_EXERCISE DESCRIPTION_
Return each of the entries below word for word.

Point localization data
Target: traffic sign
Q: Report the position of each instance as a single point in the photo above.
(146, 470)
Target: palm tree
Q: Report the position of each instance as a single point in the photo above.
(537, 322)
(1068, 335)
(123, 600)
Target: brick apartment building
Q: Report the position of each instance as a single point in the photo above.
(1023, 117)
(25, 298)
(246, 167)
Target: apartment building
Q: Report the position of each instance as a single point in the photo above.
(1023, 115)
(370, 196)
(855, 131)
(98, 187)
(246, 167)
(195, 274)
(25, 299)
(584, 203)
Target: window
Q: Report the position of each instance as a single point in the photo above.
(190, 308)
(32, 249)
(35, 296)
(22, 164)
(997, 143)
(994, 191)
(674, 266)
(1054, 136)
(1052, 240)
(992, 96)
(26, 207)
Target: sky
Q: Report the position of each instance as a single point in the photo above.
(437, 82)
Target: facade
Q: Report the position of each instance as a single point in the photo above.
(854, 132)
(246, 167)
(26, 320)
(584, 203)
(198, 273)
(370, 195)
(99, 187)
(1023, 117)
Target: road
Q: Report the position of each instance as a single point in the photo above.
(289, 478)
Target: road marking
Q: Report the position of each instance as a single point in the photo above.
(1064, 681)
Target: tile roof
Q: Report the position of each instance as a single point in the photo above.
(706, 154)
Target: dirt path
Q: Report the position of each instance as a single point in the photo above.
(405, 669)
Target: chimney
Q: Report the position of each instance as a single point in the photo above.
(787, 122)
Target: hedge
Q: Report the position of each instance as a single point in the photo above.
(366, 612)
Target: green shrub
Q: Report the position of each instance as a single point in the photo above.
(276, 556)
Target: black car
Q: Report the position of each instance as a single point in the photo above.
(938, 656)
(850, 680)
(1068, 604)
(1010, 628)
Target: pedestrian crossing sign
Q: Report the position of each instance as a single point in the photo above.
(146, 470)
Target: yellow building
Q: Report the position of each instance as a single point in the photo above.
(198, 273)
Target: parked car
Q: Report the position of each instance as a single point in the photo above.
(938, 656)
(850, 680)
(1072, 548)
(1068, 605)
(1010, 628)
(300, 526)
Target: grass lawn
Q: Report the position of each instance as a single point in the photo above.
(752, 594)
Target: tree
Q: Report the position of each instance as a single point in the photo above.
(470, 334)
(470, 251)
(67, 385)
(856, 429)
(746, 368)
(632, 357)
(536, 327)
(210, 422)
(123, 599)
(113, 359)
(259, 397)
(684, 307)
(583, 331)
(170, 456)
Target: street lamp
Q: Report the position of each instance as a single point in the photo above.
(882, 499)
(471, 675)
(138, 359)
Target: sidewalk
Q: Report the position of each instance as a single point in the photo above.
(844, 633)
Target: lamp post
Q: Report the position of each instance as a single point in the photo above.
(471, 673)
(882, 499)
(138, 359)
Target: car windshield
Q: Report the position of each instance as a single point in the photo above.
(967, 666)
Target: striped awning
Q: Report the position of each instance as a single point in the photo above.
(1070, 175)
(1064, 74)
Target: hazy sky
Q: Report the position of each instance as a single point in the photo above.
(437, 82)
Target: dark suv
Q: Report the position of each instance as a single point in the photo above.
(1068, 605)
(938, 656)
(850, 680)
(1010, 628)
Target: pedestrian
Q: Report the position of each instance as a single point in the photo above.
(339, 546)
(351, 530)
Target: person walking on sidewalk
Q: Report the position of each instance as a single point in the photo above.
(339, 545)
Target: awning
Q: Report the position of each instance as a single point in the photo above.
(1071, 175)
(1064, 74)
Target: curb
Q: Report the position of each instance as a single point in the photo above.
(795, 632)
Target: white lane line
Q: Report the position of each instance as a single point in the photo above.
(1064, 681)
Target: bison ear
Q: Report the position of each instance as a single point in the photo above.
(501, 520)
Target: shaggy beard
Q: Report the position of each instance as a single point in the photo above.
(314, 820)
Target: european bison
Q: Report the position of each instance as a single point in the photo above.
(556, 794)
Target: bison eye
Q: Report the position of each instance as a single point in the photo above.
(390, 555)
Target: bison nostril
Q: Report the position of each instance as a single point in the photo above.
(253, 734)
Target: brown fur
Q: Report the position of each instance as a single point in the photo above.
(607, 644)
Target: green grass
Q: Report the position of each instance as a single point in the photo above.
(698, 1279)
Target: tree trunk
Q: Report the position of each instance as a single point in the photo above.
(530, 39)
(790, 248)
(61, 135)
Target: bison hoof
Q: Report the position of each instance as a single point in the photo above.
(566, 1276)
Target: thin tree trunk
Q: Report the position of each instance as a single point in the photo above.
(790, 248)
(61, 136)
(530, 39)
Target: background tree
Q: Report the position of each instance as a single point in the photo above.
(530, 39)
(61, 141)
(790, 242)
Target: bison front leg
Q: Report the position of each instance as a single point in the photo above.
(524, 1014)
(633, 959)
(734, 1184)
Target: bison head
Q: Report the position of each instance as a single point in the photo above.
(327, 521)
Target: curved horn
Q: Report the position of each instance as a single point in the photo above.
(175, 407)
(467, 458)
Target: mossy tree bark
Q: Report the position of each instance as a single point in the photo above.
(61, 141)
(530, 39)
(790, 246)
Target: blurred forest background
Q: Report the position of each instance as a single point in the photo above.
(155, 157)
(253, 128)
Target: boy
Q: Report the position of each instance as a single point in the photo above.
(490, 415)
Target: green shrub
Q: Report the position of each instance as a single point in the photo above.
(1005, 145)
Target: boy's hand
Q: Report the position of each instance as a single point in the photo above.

_TASK RESPONSE_
Target: traffic sign
Q: Report the position of each instance as a single point in the photo above.
(146, 470)
Target: palm tree
Q: Report the position of each instance as a single point in the photo above.
(537, 322)
(1068, 335)
(123, 600)
Target: brick apartment building
Q: Report the position of each instance as a single point in the photo above.
(1023, 117)
(25, 298)
(246, 167)
Target: apartment building
Q: Report the position of each instance as a single point in the photo above.
(1023, 115)
(370, 196)
(855, 131)
(98, 187)
(246, 167)
(195, 274)
(25, 299)
(584, 203)
Target: window
Q: Report the position of each instance as a single point in the photo above.
(190, 308)
(32, 249)
(35, 296)
(22, 164)
(997, 143)
(994, 191)
(674, 266)
(1054, 136)
(1052, 240)
(992, 96)
(26, 207)
Target: sky
Q: Report the position of each instance as a single point in the photo above.
(437, 82)
Target: facade
Q: Report the position of each instance as a single point in the photo above.
(854, 132)
(246, 167)
(26, 320)
(584, 203)
(198, 273)
(370, 195)
(99, 187)
(1023, 117)
Target: road
Q: Report the position of each instance as a single point in the photo above.
(289, 478)
Target: road marking
Q: Report the position of each instance as a single point in the photo above.
(1064, 681)
Target: tile roof
Q: Report the position of each instance as a single point in the photo above.
(706, 154)
Target: dirt path
Q: Report the position of each instance as a single point in the photo above.
(405, 669)
Target: chimney
Q: Report the position of each instance as a single point in the photo above.
(787, 122)
Target: hedge
Q: Report the position of each instance as a single point in the photo above.
(366, 612)
Target: green shrub
Q: Report the position of each instance as a single point in the photo above.
(276, 556)
Target: black car
Q: Report the position of each instance as a single point in the photo above.
(938, 656)
(850, 680)
(1068, 604)
(1010, 628)
Target: pedestrian crossing sign
Q: Report the position of each instance as a single point in the photo above.
(146, 470)
Target: yellow building
Q: Report the position of each instance as a single point in the photo above.
(198, 273)
Target: parked car
Q: Report the position of each instance as a single point in the photo above.
(938, 656)
(850, 680)
(1072, 548)
(1068, 605)
(1010, 628)
(300, 526)
Target: grass lawn
Q: Report the position of each instance as a single point in the photo above.
(752, 594)
Target: tree
Q: Report the position of each instance as a single point in the photo above.
(470, 334)
(470, 251)
(67, 385)
(856, 429)
(746, 368)
(632, 357)
(536, 327)
(210, 422)
(123, 599)
(113, 359)
(259, 397)
(684, 307)
(583, 331)
(170, 456)
Target: street lamp
Q: Report the position of each instance as a single point in the photo above.
(882, 499)
(471, 675)
(138, 359)
Target: sidewalk
Q: Report the position of each instance as a single point in the photo above.
(844, 633)
Target: lamp post
Q: Report the position of each instance as a single point in the photo above.
(471, 673)
(882, 499)
(138, 359)
Target: car windshield
Q: Report the position of each instance as a single point in the photo above.
(967, 666)
Target: striped awning
Q: Report the position of each instance as a single point in the photo above.
(1070, 175)
(1064, 74)
Target: hazy sky
Q: Report the position of each instance as a single point in the photo above.
(437, 82)
Target: dark suv
Q: Report the position of each instance as a single point in the photo above.
(1068, 605)
(938, 656)
(850, 680)
(1010, 628)
Target: pedestrian
Q: Report the position of each instance as a single point in the photo above.
(339, 546)
(351, 530)
Target: person walking on sidewalk
Q: Report the position of each instance as a single point in the photo above.
(339, 545)
Target: awning
Q: Report the position of each instance as a single point in the photo above.
(1071, 175)
(1064, 74)
Target: curb
Q: Report the position of each instance as a single point in the photo above.
(795, 632)
Target: white lane line
Q: Report the position of each instance as a single point in the photo above.
(1064, 681)
Target: bison ear
Q: Report the position of each instance as a single point in the photo above.
(501, 520)
Target: shaggy beard
Q: Report the position of each instance as a single point in the photo above.
(314, 820)
Target: european bison
Q: Report the position of each instance as a single point in the photo above.
(556, 794)
Target: bison eye
Q: Report the position of each instance as a single point in the photo above.
(390, 555)
Target: bison nostril
Q: Report the position of each instance as a single point in the photo above.
(253, 734)
Target: brown fur
Q: Report the position of each instance as a single point in the photo above.
(607, 644)
Target: green grass
Q: Report the position of each instance as a single point in the photo above.
(698, 1279)
Target: tree trunk
Q: Report the position of each instance as a single point in the photo above.
(530, 39)
(790, 248)
(61, 135)
Target: bison hoof
Q: Report the position of each instance as a single point in the photo above.
(566, 1276)
Target: thin tree trunk
Q: Report the position of each instance as a single point in the photo above.
(790, 248)
(61, 136)
(530, 39)
Target: background tree
Q: Report the position of each instance as a single point in the photo above.
(530, 39)
(61, 141)
(790, 242)
Target: bison front leg
Q: Report the position of each instance as a single point in the photo above.
(524, 1014)
(633, 959)
(734, 1184)
Target: bison head
Q: Report the position of each instance as a single point in the photo above.
(327, 521)
Target: curved horn
Q: Report the position of each instance as a single point in the photo above.
(175, 407)
(467, 458)
Target: mossy tree bark
Q: Report the position of each instance as a single point in the photo above.
(61, 141)
(530, 39)
(790, 246)
Target: blurred forest background
Q: Report the position of each instance as a single point in the photo above.
(155, 157)
(253, 128)
Target: boy
Q: Report the position of each instance as a single point in the photo above.
(490, 415)
Target: green shrub
Q: Report the position of each instance as a single point in the photo above.
(1005, 145)
Target: boy's hand
Q: Report the position of each instance as a single point in the photo above.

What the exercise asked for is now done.